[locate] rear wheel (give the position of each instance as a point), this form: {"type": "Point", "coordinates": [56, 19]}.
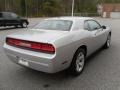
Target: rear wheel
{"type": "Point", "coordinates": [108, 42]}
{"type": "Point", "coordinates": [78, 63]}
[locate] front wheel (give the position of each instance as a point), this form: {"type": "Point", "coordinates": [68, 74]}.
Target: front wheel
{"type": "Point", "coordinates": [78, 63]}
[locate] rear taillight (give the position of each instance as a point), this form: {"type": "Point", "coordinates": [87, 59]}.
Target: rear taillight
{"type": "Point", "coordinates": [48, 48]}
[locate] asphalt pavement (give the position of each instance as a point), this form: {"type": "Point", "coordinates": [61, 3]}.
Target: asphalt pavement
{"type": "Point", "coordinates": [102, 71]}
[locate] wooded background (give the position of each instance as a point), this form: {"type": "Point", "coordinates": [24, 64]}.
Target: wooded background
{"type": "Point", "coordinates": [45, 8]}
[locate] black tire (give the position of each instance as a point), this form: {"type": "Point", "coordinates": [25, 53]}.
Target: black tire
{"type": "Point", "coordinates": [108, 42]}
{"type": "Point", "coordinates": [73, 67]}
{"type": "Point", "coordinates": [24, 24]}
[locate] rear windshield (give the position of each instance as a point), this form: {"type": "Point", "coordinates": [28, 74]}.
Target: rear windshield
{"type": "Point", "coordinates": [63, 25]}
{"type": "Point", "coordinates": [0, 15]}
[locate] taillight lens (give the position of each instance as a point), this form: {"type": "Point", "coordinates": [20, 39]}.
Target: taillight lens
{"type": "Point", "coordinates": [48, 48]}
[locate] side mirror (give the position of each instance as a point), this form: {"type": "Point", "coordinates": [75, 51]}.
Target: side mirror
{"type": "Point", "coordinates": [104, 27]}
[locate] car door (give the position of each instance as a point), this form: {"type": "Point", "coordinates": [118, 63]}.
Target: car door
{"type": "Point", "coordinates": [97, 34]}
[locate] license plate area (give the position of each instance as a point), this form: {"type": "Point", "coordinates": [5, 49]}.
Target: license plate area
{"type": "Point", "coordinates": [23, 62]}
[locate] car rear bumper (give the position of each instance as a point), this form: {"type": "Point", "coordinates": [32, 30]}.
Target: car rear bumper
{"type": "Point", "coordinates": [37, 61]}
--
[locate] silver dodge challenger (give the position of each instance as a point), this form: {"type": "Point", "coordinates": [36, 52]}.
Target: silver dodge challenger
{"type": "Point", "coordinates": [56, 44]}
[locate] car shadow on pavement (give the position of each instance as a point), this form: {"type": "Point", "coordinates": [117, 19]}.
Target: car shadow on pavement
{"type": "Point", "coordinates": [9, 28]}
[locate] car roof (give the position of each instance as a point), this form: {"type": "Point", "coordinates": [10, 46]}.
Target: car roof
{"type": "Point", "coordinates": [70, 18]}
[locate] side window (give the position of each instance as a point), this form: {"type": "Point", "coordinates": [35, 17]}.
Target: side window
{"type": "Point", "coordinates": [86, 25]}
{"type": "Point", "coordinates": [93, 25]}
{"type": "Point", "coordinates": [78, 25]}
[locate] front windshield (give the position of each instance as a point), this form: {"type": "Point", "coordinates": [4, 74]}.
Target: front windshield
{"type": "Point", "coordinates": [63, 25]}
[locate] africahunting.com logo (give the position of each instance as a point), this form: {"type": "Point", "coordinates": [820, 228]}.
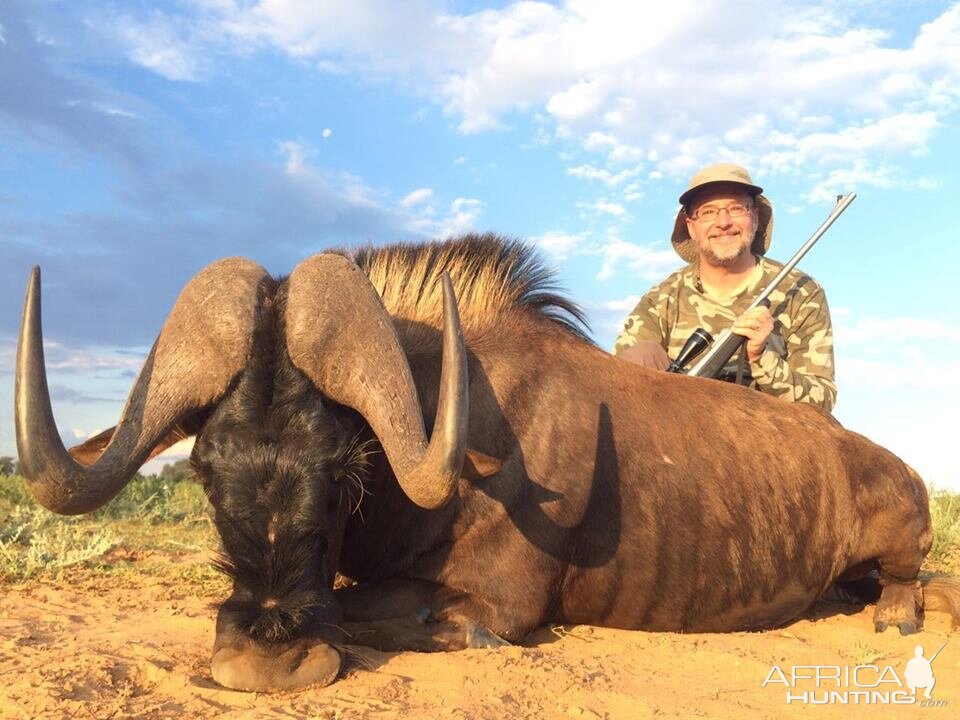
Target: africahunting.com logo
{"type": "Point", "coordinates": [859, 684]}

SHORT PROBLEM | Please count the lines in the entries above that contain the word "pavement", and give only that number.

TASK RESULT | 4